[start Reading passage]

So, full confession... I suspect I've bought the wrong machine for the outcomes I'd like to create but I'm determined to learn all the same and see what's possible.

I bought one of these cheap eBay CNC router/engraver units.

Model: CNC3018PRO
Laser Power: 500mw / 2500mw / 5500mw (Optional)
Laser Wavelength: 12V, 405nm (500mw), 450nm (2500mw/5500mw)
Material: Aluminum Alloy + Phenolic Resin
Main Color: Black + Silver
Power Supply: AC 100-240V Output 24V 5.6A
Plug Type: US
Supported OS: Windows XP / Win 7 / Win 8 / Win 10 (32/64)
Supported Formats: jpg / bmp / png
Communication Port: Micro USB
Engraving Area: 300 x 180 x 45mm
Frame Size: 400 x 330 x 240mm(Not include the motor protrusion part)
Table-board Size: 300 x 180mm
Spindle: 775 Spindle Motor 24V: 8000r/min
Spindle Chuck: ER11
Step Motor: Fuselage length 34mm, Current 1.33A, 12v. Torque 0.25N/M
Drill Bits: Tip 0.1mm, 20 degree, diameter 3.175mm (Contains 10 pcs)
Software: GRBL Control
Laser Quick Replace: Support
Engrave Mode: Image Engraving, Text Carving, Scanning Carving, Contour Carving, Pixel Carving
Can Not Carve Objects: All metals, glass, stone, ceramics, jewelry, silver, reflective material, translucent & transparent material.

[end Reading passage]
[start Supplied entries]

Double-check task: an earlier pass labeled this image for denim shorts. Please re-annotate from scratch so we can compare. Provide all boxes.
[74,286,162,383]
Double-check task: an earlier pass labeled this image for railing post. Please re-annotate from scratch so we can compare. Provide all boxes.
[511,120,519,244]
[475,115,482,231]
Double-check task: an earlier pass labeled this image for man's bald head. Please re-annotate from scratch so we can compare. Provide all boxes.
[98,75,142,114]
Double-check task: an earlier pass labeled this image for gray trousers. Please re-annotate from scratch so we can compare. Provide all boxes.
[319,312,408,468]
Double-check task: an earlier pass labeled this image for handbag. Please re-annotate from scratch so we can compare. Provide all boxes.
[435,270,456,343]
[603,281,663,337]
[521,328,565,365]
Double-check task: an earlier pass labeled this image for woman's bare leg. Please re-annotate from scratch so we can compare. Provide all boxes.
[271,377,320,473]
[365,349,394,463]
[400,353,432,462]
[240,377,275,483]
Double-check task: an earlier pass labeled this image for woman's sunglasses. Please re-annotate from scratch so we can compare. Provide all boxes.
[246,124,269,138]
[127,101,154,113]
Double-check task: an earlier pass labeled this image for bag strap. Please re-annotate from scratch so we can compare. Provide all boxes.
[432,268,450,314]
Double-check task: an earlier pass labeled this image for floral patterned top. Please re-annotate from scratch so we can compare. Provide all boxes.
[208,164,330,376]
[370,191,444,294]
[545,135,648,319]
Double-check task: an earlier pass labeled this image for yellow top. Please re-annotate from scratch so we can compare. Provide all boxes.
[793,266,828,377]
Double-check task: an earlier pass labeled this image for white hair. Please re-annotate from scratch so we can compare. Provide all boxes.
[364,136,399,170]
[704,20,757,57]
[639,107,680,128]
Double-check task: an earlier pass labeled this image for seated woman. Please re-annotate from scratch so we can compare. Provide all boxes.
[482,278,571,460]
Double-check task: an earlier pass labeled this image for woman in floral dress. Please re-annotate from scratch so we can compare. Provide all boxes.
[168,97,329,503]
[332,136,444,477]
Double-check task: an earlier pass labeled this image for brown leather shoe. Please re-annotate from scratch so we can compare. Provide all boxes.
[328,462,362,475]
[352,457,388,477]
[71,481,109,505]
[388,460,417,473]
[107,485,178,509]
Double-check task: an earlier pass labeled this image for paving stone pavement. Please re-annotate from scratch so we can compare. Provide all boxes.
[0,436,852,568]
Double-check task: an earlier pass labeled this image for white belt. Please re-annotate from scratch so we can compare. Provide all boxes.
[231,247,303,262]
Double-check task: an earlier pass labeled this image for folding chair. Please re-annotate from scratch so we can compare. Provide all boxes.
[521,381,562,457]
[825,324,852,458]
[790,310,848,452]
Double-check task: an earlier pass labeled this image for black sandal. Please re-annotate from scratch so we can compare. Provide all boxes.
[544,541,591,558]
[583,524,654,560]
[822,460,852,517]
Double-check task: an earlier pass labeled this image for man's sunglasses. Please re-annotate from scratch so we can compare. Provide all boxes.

[end Supplied entries]

▶ _Objective A_: List the engrave modes given in the CNC engraver post.
▶ _Objective B_: Go on with the CNC engraver post from its last line.
The data play no part in what comes next.

▶ _Task result A_: Image Engraving, Text Carving, Scanning Carving, Contour Carving, Pixel Carving

▶ _Task result B_:
Can Carve Objects: All wood, bamboo, paper, plastics, leather, rubber, horn, sponge sheet, etc.


It's a 1/8 shank unit so I've already figured out that bits are more limited for routing.

Basically, I'm trying to route out a 70mm x 70mm x 25mm deep pocket in hardwood.

My first attempt was with a 1/8" 4 flute spiral upcut end mill. It works but there is HEAPS of chatter and I'm quite sure it's doing damage to the machine and bit. And that was in pine. I've uploaded a little video:

Next I tried a straight cut bit. It's 6.2mm wide and works a lot better than the spiral bit but is still struggling across the grain and jumping around a little bit. Video:

I've tried to speed up my feed rate but that's just too aggressive. I've tried 2 different motor speeds, 5000 & 10000 but that didn't seem to make a difference.

The concern I have, first and foremost, is that if I'm only routing out 1mm at a go, it's going to take around 7 hours to complete. Something tells me that's gonna be too much for such a hobby unit!

Can anyone provide any insight into how I might tackle this differently.

I'm using Fusion 360 on a Mac and Candle GBRL on a Windows machine.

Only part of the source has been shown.